|
|
Log in / Subscribe / Register

Wheeler: Fixing Unix/Linux/POSIX Filenames

Wheeler: Fixing Unix/Linux/POSIX Filenames

Posted Mar 25, 2009 16:31 UTC (Wed) by mgross (guest, #38112)
Parent article: Wheeler: Fixing Unix/Linux/POSIX Filenames

I'm sure I'll get burned for asking, but how hard would it be to implement the kernel code to reject the creation of wonky file names? It seems like a simple thing to implement. (I guess it would add code to the file create path and perhaps slow down some benchmarks)

Also, this seems like a pretty sensible idea, why hasn't it been implemented already?


to post comments

Wheeler: Fixing Unix/Linux/POSIX Filenames

Posted Mar 25, 2009 16:50 UTC (Wed) by epa (subscriber, #39769) [Link] (2 responses)

Typically, the simpler and more obvious the idea, the longer it takes to overcome resistance and be implemented. (See for example making relatime the default, or the .desktop file security problems discussed a little while back on LWN.)

Some will argue that the answer is user education (teach your users not to use bad characters in filenames), and perhaps even a cron job you can run on your PDP-11 overnight to look for filenames containing these characters and send a message via local mail to the user responsible. Furthermore, if it was good enough for V7 UNIX, it's good enough for us now. (Note that in Plan 9, there are sensible restrictions on characters in filenames; but it's common for followers of a particular system or language to become rabidly conservative, even when the original designers of the system have moved on.)

In other words it is sheer inertia, and reluctance by any one Unix-like system to add such a feature when the others do not. You can bet that if Linux added a filename character check, it would immediately be branded 'broken' by many BSD or Solaris enthusiasts - not all, but certainly those that make the most noise online.

Wheeler: Fixing Unix/Linux/POSIX Filenames

Posted Mar 26, 2009 2:19 UTC (Thu) by dirtyepic (guest, #30178) [Link] (1 responses)

:: Requirements ::
1. Reproduce the part of the filenames thread starting at "In other words" and ending at "most noise online.".
2. Do these statements agree with the filenames thread? Answer yes or no for each, quoting the words that decide it. (a) mgross asks how hard it would be to have the kernel reject the creation of odd filenames. (b) Plan 9 places no restrictions on characters in filenames. (c) The comment by epa was posted on Mar 26, 2009.
3. List every user name that appears after "by" in a posting line of the filenames thread.
The material after this point is separate from the filenames thread.

:: Data extract ::
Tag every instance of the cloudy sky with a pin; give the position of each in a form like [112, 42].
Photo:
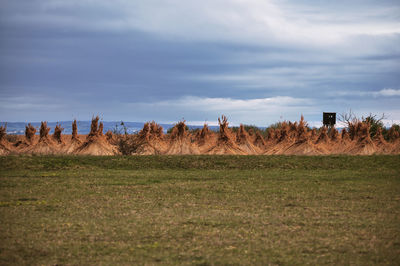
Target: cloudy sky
[256, 61]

:: Results for the exercise ::
1.
In other words it is sheer inertia, and reluctance by any one Unix-like system to add such a feature when the others do not. You can bet that if Linux added a filename character check, it would immediately be branded 'broken' by many BSD or Solaris enthusiasts - not all, but certainly those that make the most noise online.

2.
(a) Yes: "how hard would it be to implement the kernel code to reject the creation of wonky file names?"
(b) No: "in Plan 9, there are sensible restrictions on characters in filenames"
(c) No: "Posted Mar 25, 2009 16:50 UTC (Wed) by epa"

3. mgross, epa, dirtyepic